BEGIN Exercise inputs

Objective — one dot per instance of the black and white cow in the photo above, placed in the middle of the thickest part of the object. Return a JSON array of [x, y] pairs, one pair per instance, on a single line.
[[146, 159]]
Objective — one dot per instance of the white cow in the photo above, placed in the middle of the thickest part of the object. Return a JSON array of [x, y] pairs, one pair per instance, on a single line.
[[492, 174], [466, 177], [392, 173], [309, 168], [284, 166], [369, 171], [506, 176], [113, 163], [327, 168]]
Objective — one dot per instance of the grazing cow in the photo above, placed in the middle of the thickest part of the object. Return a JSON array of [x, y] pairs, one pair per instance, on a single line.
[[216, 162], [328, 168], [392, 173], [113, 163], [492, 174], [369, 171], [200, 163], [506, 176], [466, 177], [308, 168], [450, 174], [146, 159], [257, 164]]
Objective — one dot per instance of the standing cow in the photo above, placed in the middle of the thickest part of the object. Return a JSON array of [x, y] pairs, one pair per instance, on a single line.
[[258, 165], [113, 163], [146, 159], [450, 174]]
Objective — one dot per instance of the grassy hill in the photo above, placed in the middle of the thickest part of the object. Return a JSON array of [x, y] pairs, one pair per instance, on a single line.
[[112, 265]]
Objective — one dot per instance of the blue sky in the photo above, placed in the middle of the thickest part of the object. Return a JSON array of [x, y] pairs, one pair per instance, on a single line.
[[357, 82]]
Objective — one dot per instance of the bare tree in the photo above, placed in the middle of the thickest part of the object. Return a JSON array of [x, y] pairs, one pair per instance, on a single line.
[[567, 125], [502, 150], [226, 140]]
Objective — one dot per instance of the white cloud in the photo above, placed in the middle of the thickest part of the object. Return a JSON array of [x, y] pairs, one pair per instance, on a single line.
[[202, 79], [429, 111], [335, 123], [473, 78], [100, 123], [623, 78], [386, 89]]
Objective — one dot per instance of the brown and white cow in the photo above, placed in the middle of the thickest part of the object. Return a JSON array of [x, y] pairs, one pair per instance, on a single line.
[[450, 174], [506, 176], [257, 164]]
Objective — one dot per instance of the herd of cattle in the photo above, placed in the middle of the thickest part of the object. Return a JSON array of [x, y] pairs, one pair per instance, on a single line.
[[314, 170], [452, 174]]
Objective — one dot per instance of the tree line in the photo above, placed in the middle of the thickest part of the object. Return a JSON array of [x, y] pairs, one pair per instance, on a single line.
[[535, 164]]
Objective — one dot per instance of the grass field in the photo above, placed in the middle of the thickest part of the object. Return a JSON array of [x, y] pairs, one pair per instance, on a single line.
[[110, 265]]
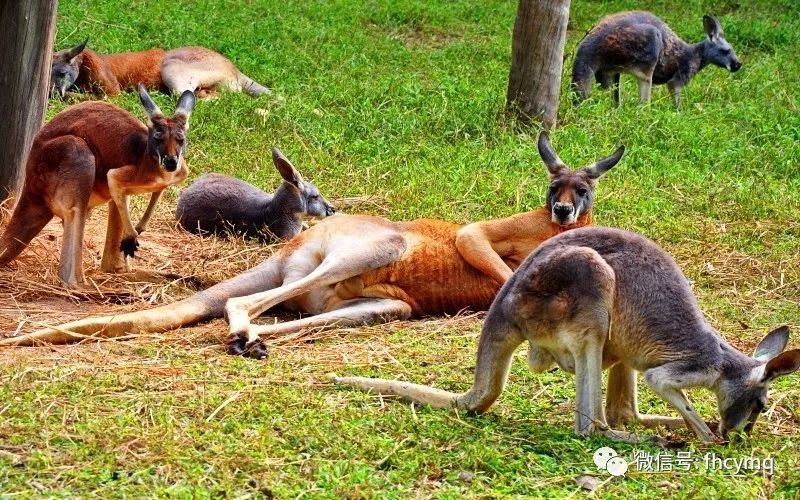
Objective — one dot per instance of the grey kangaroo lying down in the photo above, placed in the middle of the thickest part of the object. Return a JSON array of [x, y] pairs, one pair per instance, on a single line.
[[641, 44], [219, 204], [596, 298]]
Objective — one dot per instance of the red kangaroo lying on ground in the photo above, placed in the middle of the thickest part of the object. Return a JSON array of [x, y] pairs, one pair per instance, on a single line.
[[188, 68], [90, 154], [352, 270]]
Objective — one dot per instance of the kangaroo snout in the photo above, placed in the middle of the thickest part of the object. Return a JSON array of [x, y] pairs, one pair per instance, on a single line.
[[170, 163], [563, 212]]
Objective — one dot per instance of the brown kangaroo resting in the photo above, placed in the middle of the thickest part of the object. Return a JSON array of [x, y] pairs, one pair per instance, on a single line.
[[188, 68], [597, 298], [90, 154], [356, 270]]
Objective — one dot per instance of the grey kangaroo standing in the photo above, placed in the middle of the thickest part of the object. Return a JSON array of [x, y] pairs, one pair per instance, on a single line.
[[643, 45], [595, 298], [219, 204]]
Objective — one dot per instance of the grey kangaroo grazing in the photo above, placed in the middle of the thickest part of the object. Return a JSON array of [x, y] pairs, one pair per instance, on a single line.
[[352, 270], [94, 153], [220, 204], [595, 298], [643, 45]]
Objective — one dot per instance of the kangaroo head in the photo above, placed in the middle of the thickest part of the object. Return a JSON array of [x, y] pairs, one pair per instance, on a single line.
[[65, 68], [717, 50], [571, 191], [297, 195], [166, 137], [743, 396]]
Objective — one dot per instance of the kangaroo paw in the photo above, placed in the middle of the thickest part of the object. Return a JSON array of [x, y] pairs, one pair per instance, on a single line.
[[128, 246], [257, 350]]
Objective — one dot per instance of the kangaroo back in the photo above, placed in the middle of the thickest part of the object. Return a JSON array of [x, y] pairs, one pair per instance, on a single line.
[[219, 204]]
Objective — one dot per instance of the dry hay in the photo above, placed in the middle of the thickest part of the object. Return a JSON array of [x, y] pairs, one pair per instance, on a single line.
[[170, 265]]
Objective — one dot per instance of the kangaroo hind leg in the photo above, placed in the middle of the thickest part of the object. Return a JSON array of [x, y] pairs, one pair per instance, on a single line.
[[354, 312], [344, 258], [499, 338], [28, 219]]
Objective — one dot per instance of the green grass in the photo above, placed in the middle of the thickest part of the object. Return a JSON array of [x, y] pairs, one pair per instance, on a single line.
[[405, 99]]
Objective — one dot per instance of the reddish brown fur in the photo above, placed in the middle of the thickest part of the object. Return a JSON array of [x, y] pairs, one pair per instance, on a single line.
[[69, 169], [434, 278], [111, 73]]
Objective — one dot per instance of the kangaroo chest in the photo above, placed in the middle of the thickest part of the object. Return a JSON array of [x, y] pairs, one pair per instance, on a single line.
[[431, 276]]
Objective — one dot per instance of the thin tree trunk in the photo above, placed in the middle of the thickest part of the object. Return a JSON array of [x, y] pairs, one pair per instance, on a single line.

END Exercise inputs

▸ Written task:
Render all of the listing above as a Markdown table with the columns "Num" and "Text", one row per line and blank lines omitted. Leave the pictures out of the answer.

▸ Complete output:
| Num | Text |
|---|---|
| 1 | Objective — one dot per instance of the black and white cow in the photo above, placed in the middle of the thickest part of the object. Return a JSON array of [x, y] pairs, one pair per instance, on a single line. |
| 2 | [[146, 159]] |
| 3 | Objective — one dot per instance of the white cow in the photo above, placed in the middle of the thickest part of the object. Return a JSON array of [x, y] pairs, one pair per instance, on a single line. |
| 4 | [[492, 174], [466, 177], [392, 173], [309, 168], [284, 166], [369, 171], [506, 176], [113, 163], [327, 168]] |
| 5 | Objective — one dot per instance of the grazing cow in the photo above, placed in the middle of the thickest part of the object. Return a JSON array of [x, y] pairs, one pair per instance, on a single line. |
| 6 | [[216, 162], [328, 168], [392, 173], [113, 163], [492, 174], [369, 171], [200, 163], [506, 176], [466, 177], [308, 168], [450, 174], [146, 159], [257, 164]] |
| 7 | Objective — one dot per instance of the standing cow in the photo above, placed in the middle of the thickest part of the object. Return a JSON array of [x, y] pairs, one pair per instance, on a single line. |
| 8 | [[258, 165], [113, 163], [146, 159], [450, 174]] |
| 9 | Objective — one dot per instance of the grassy hill in the photo above, placed in the middle of the thickest part of the object. Return a JSON array of [x, y] pairs, one pair per instance, on a single line. |
| 10 | [[112, 265]] |
| 11 | Objective — one dot per instance of the blue sky in the photo above, placed in the middle of the thickest part of the object. Return a JSON array of [x, y] pairs, one pair per instance, on a single line. |
| 12 | [[357, 82]] |
| 13 | Objective — one dot per instance of the bare tree in the photo above, placed in the middle of the thickest part of the object. Return a JSON array of [x, y] pairs, one pair per instance, on a single line. |
| 14 | [[567, 125], [502, 150], [226, 140]] |
| 15 | Objective — one dot per instance of the white cloud in the photo above, placed in the middle of the thickest part of the object. Return a JSON array of [x, y] pairs, one pair per instance, on a single line. |
| 16 | [[202, 79], [429, 111], [335, 123], [473, 78], [100, 123], [623, 78], [386, 89]] |
| 17 | Objective — one dot per instance of the brown and white cow in the photo above, placed in the middle of the thickest part of the object. Return a JSON array of [x, y] pairs, one pair per instance, on a single line. |
| 18 | [[450, 174], [506, 176], [257, 164]] |
| 19 | Objective — one dot per instance of the herd of cattle in the photo above, placed in the middle of the thickest part of the object. Return a JSON array of [x, y] pairs, one pair per instance, on a single line. |
| 20 | [[314, 170], [452, 174]] |
| 21 | Objective — one dot per instance of the tree line in the photo above, placed in the middle of the thickest part of the object. Return a JSON array of [x, y] pairs, one pair per instance, on a single line. |
| 22 | [[535, 164]] |
| 23 | Objective — one dot per instance of the grass field in the photo above, placed in the middle of the thickest part of the object. Return a JSON array of [x, y] pairs, one pair per instance, on a single line. |
| 24 | [[110, 265]] |
| 25 | Objective — one dot per instance of the grey kangaroo lying down in the photo above, placed in the middle of the thickest part of the object. Return a JSON array of [x, y] pairs, one pair per instance, on a single line. |
| 26 | [[641, 44], [219, 204], [596, 298]] |
| 27 | Objective — one dot per instance of the red kangaroo lying on ground in the photo above, placed in the middle of the thickest part of the object. Return a JSON array of [x, y] pairs, one pair per instance, on a single line. |
| 28 | [[188, 68], [90, 154], [352, 270]] |
| 29 | Objective — one dot per instance of the kangaroo snout in the photo above, placed in the middle of the thickest part of the object. Return a JSON array of [x, y] pairs, one pair per instance, on a single line. |
| 30 | [[170, 163], [563, 212]] |
| 31 | Objective — one dot per instance of the brown kangaroo resting in the photo above, placed in the middle of the thickest part of the object. Return a JSON array of [x, y] pairs, one pair per instance, on a single line. |
| 32 | [[188, 68], [597, 298], [90, 154], [356, 270]] |
| 33 | Objective — one dot per instance of the grey kangaroo standing in the photo above, placed in the middle of the thickest part of the object. Return a JSON array of [x, y] pairs, one pair per instance, on a single line. |
| 34 | [[643, 45], [595, 298], [219, 204]] |
| 35 | Objective — one dot per instance of the grey kangaroo grazing in the photo above, placed in the middle of the thickest part of the object. Return a JSON array of [x, y] pairs, one pair per instance, on a single line. |
| 36 | [[352, 270], [94, 153], [220, 204], [595, 298], [643, 45]] |
| 37 | Objective — one dot per instance of the kangaroo head in the photo above, placed in the middle of the thickest part of the object. Return a JSON array of [x, y] pairs, one pair per instance, on a single line. |
| 38 | [[65, 68], [717, 50], [571, 191], [297, 195], [166, 137], [743, 396]] |
| 39 | Objective — one dot per instance of the kangaroo paw in the photo above, placed in the middle of the thickest part of the object. Return a JSON array of [x, y] pairs, one pair per instance, on a single line. |
| 40 | [[128, 246], [257, 350]] |
| 41 | Objective — one dot per instance of the kangaroo back in the photo above, placed in the middle of the thickest part of the object. Return a JSON array of [x, y] pairs, one pair per instance, on a single line. |
| 42 | [[219, 204]] |
| 43 | Objective — one dot per instance of the dry hay in the photo above, placed in the middle of the thickest part of the object. Return a JSON array of [x, y] pairs, one pair per instance, on a single line. |
| 44 | [[170, 265]] |
| 45 | Objective — one dot per instance of the kangaroo hind leg in the photo above, placed in the middle of the thickest part of the object. Return a JSON array of [x, y] pairs, one pair per instance, on a single line. |
| 46 | [[354, 312], [344, 258], [499, 338], [28, 219]] |
| 47 | Objective — one dot per instance of the green grass in the photo above, placed in the middle of the thickest part of the object. Return a JSON array of [x, y] pairs, one pair per instance, on a single line. |
| 48 | [[405, 99]] |
| 49 | Objective — one dot per instance of the reddish brown fur in the photo above, placed in the middle of the thickest part of the object. Return a JSON array of [x, y] pairs, one pair per instance, on a single line. |
| 50 | [[69, 169], [434, 278], [111, 73]] |
| 51 | Objective — one dot per instance of the kangaroo chest in the photo above, placed in the middle of the thickest part of the object. Return a JSON array of [x, y] pairs, one pair per instance, on a single line. |
| 52 | [[431, 276]] |
| 53 | Objective — one dot per instance of the thin tree trunk in the photo above, placed in the middle of the thickest part of the object. Return a JSON array of [x, y] pairs, one pair per instance, on a single line. |